Document text:
Preferred carburization gases are hydrocarbons, including but not limited to acetylene (C2H2), ethylene (C2H4), propane (C3H8), and methane (CH4). The carburization gas may be introduced into the furnace using various techniques. For example, a continuously flowing technique may be used, or a pulsed “boost-diffuse” technique, or a single pulse or injection. Continuous flow of the carburization gas ensures sustained carbon presence at the substrate surface, and has been shown to be successful in investigations leading up to this invention. Alternate gas flow methods may also be acceptable as long as they supply adequate carburization gas to present an effective carbon level at the substrate surface that will ensure carburization of the substrate without depletion of carbon at the substrate surface.
Once the blade 10 reaches the carburization temperature (e.g., about 1850° F. to about 2100° F., as noted above), the hydrocarbon gas is injected into the furnace to make carbon atoms available at the substrate surface. Carbon then deposits on the surface and carbon atoms diffuse below the surface and combine with refractory metal elements in the substrate, with the result that a metallic carbide layer forms below the surface of the blade 10. At the completion of the carburization process, the carburization gas is evacuated from the furnace, a quench gas such as an inert gas (e.g., argon or helium) is preferably injected into the furnace to rapidly cool the blade 10 below a temperature at which carbides will not form in the substrate. While this temperature may depend on the particular carburization gas and substrate material, investigations leading to this invention suggest that a threshold temperature of about 1800° F. (about 980° C.) is a reasonable lower limit for carbide formation in nickel-based superalloys. At the completion of the carburization treatment, the blade 10 is removed from the carburization furnace, after which the blade 10 can undergo any desired or necessary heat treatment and machining, followed by deposition of the desired environmental coating and optional a thermal barrier coating, and then any desired or necessary post-coating heat treatments.

(Pointing and labeling entries)

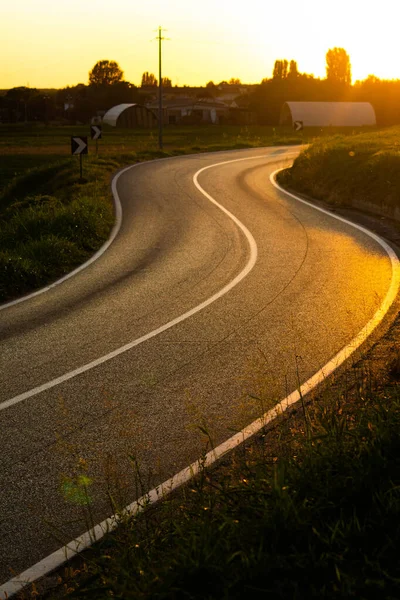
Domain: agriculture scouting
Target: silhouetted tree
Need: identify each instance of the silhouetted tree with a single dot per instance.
(338, 67)
(149, 80)
(19, 99)
(280, 69)
(293, 72)
(105, 72)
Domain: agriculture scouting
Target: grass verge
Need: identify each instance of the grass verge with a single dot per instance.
(310, 509)
(50, 222)
(361, 170)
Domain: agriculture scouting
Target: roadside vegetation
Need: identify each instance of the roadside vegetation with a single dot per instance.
(309, 509)
(360, 170)
(50, 220)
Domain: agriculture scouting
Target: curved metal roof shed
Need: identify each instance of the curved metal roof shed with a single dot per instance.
(326, 114)
(130, 116)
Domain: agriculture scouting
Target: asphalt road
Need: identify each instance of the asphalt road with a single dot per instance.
(315, 284)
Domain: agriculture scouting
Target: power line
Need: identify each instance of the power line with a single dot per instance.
(160, 38)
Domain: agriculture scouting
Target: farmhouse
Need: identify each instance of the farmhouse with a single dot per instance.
(326, 114)
(130, 116)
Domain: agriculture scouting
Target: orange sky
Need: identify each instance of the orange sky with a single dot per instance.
(47, 44)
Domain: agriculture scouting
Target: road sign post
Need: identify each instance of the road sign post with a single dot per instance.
(96, 134)
(79, 146)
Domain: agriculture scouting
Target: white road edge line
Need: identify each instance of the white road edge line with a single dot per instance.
(102, 359)
(100, 251)
(60, 556)
(114, 231)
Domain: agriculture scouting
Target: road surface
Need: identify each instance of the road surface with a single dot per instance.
(314, 285)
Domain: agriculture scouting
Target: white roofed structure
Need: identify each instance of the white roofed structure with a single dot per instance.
(130, 115)
(326, 114)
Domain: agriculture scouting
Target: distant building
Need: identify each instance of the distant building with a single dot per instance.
(130, 116)
(190, 110)
(327, 114)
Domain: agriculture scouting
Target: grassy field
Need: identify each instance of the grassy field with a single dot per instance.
(50, 220)
(361, 170)
(309, 509)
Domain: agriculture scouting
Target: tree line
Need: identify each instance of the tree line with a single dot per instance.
(106, 87)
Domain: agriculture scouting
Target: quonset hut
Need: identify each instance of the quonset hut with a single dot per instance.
(130, 116)
(328, 114)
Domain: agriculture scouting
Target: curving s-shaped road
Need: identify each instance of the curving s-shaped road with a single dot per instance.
(103, 367)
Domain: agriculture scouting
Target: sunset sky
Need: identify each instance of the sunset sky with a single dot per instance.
(47, 43)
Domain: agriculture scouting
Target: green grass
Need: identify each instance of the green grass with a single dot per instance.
(314, 515)
(50, 222)
(361, 170)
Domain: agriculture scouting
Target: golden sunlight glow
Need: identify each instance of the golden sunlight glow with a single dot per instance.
(48, 44)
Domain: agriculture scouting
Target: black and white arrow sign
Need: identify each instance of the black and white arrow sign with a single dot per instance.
(79, 145)
(95, 132)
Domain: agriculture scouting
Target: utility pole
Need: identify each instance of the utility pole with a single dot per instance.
(160, 109)
(160, 112)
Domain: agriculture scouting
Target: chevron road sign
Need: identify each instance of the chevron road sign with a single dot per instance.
(79, 145)
(95, 132)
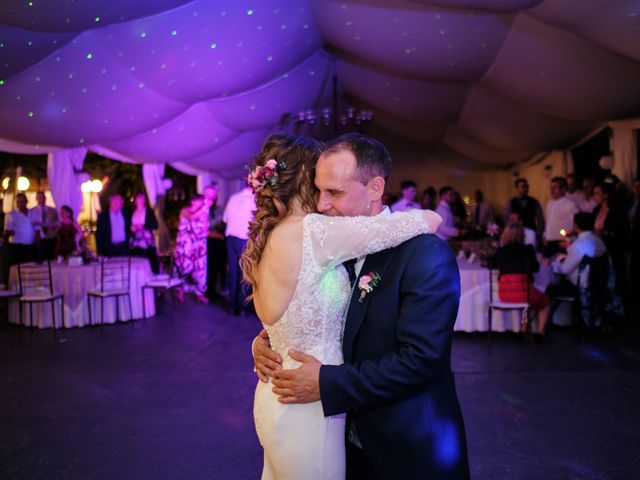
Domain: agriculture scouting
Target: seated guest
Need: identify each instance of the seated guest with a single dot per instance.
(481, 212)
(586, 244)
(112, 233)
(516, 263)
(447, 228)
(428, 199)
(20, 233)
(69, 234)
(530, 237)
(143, 224)
(612, 226)
(45, 222)
(408, 200)
(560, 212)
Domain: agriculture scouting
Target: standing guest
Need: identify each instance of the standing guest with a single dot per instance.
(20, 233)
(588, 203)
(428, 199)
(45, 223)
(573, 192)
(238, 214)
(560, 212)
(112, 232)
(611, 225)
(408, 200)
(481, 212)
(634, 217)
(527, 207)
(143, 224)
(216, 248)
(69, 234)
(447, 228)
(517, 263)
(191, 248)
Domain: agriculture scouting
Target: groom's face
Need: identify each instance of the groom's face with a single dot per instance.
(341, 194)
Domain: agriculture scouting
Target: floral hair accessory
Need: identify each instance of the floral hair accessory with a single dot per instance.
(367, 283)
(260, 176)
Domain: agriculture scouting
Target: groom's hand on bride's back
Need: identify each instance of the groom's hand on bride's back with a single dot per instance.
(266, 361)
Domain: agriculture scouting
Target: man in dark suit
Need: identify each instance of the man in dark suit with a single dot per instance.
(114, 229)
(396, 385)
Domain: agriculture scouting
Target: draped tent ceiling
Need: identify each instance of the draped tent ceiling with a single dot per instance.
(199, 84)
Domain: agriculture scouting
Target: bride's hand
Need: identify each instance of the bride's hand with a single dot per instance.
(265, 360)
(298, 385)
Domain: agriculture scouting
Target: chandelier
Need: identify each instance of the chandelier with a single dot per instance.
(328, 121)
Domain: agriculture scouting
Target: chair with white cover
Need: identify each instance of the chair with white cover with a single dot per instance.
(7, 295)
(496, 304)
(115, 273)
(163, 281)
(36, 286)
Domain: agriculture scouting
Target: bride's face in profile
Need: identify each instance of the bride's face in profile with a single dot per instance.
(340, 193)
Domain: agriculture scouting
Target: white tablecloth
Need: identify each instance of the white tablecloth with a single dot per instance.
(74, 283)
(473, 314)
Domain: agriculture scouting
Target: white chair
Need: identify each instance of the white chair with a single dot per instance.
(36, 286)
(161, 282)
(115, 273)
(496, 304)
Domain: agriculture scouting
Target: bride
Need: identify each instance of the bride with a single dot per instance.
(301, 291)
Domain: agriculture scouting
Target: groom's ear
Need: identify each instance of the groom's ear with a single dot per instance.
(376, 188)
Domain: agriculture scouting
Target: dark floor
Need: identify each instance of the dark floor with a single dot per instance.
(170, 398)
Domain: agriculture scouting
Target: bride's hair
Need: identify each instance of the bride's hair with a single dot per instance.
(296, 158)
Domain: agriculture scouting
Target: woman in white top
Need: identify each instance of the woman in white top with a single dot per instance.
(300, 291)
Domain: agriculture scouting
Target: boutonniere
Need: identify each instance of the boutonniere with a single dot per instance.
(367, 283)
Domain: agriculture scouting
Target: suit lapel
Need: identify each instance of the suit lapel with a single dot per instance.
(378, 262)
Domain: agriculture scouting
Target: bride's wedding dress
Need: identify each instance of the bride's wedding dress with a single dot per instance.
(299, 441)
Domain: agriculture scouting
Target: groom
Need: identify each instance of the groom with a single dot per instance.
(396, 385)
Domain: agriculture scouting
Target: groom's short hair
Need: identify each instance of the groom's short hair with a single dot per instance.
(372, 159)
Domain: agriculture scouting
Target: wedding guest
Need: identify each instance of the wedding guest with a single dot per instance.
(20, 233)
(559, 218)
(528, 207)
(216, 247)
(143, 224)
(191, 248)
(428, 199)
(586, 244)
(530, 237)
(408, 200)
(588, 203)
(447, 228)
(238, 214)
(573, 192)
(45, 223)
(612, 226)
(69, 234)
(481, 212)
(517, 263)
(113, 229)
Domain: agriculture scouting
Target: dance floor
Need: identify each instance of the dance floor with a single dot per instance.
(170, 398)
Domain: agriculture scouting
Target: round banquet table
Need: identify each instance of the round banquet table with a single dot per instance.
(74, 282)
(473, 313)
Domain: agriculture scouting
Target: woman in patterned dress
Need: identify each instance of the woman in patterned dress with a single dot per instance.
(191, 248)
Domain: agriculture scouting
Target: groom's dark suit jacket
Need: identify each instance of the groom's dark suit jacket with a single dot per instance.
(396, 384)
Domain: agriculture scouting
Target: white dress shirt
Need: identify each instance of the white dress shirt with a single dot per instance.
(560, 214)
(402, 205)
(50, 215)
(118, 233)
(238, 214)
(447, 228)
(586, 244)
(20, 223)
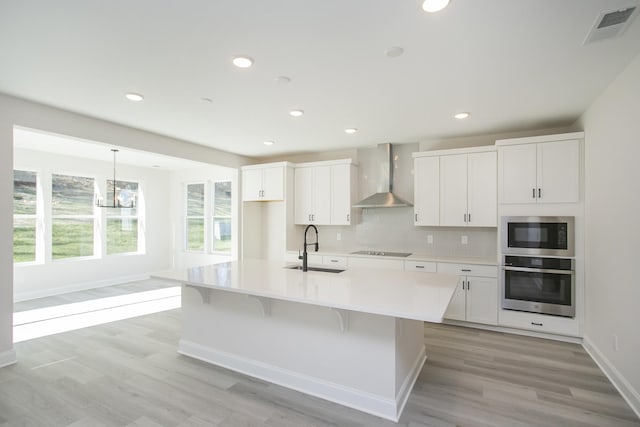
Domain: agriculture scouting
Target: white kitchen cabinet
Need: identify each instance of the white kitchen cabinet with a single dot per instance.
(343, 189)
(262, 183)
(456, 188)
(426, 205)
(539, 172)
(324, 192)
(476, 297)
(468, 190)
(312, 195)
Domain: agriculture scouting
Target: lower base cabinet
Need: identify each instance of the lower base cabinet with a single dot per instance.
(476, 297)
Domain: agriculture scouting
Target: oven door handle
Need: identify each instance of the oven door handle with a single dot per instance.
(538, 270)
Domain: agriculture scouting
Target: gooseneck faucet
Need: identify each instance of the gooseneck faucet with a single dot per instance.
(304, 249)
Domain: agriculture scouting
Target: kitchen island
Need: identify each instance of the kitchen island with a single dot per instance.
(354, 337)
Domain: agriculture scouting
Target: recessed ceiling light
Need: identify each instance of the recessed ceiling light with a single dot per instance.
(283, 80)
(242, 61)
(434, 5)
(393, 52)
(135, 97)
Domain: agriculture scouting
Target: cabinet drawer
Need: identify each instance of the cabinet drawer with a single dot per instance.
(373, 262)
(424, 266)
(539, 322)
(336, 261)
(468, 269)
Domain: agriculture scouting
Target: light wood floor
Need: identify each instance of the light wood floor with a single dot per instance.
(128, 373)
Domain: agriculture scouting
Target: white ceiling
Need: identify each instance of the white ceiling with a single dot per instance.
(516, 65)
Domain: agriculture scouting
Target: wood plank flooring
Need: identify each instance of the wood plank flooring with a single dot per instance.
(128, 373)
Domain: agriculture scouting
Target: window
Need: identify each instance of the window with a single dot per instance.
(72, 216)
(122, 223)
(24, 216)
(221, 223)
(195, 217)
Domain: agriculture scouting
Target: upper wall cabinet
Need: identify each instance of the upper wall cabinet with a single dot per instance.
(324, 192)
(456, 188)
(540, 169)
(263, 182)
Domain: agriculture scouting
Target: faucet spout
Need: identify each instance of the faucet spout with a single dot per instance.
(304, 249)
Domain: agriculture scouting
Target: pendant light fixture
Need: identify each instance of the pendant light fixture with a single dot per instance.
(116, 202)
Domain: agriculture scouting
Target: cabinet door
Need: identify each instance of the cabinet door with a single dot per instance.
(482, 189)
(321, 195)
(456, 309)
(482, 300)
(559, 172)
(252, 184)
(341, 191)
(453, 190)
(302, 195)
(517, 165)
(273, 183)
(426, 207)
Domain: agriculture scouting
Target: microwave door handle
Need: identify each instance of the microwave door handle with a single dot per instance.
(538, 270)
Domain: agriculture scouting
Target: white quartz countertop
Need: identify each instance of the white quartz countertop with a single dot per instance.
(403, 294)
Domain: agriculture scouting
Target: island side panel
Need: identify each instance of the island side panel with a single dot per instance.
(301, 346)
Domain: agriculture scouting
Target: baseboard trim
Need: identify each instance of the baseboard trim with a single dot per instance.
(515, 331)
(29, 295)
(410, 380)
(8, 358)
(350, 397)
(623, 386)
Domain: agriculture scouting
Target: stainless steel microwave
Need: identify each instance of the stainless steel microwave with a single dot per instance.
(538, 235)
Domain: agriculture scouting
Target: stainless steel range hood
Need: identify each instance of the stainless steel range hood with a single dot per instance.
(384, 198)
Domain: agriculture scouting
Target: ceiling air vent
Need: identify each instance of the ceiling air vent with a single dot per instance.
(611, 24)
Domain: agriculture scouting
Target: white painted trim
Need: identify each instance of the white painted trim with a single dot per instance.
(326, 163)
(8, 358)
(623, 386)
(542, 138)
(410, 380)
(465, 150)
(29, 295)
(514, 331)
(353, 398)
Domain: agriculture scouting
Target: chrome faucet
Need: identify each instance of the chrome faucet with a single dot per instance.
(304, 248)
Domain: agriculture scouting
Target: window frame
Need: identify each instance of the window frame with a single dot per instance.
(37, 217)
(96, 253)
(188, 217)
(213, 217)
(135, 217)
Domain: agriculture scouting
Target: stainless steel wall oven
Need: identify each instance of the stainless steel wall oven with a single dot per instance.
(538, 271)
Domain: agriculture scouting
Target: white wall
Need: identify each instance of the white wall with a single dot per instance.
(206, 174)
(55, 277)
(18, 112)
(612, 152)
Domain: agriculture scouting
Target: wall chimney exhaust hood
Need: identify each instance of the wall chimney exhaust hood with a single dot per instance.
(384, 198)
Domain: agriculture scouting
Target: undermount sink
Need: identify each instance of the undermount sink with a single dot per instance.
(325, 270)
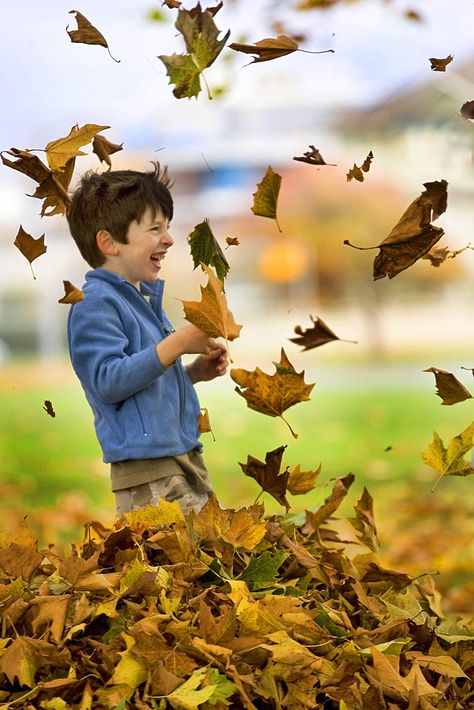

Directive:
Answer these questions from the carburization text.
(a) Besides continuous flow, what techniques for introducing the carburization gas into the furnace are named?
(b) Which inert gases are given as examples of a quench gas?
(c) What threshold temperature is suggested as a reasonable lower limit for carbide formation in nickel-based superalloys?

Solution for this problem:
(a) A pulsed "boost-diffuse" technique, or a single pulse or injection.
(b) Argon or helium.
(c) About 1800° F. (about 980° C.).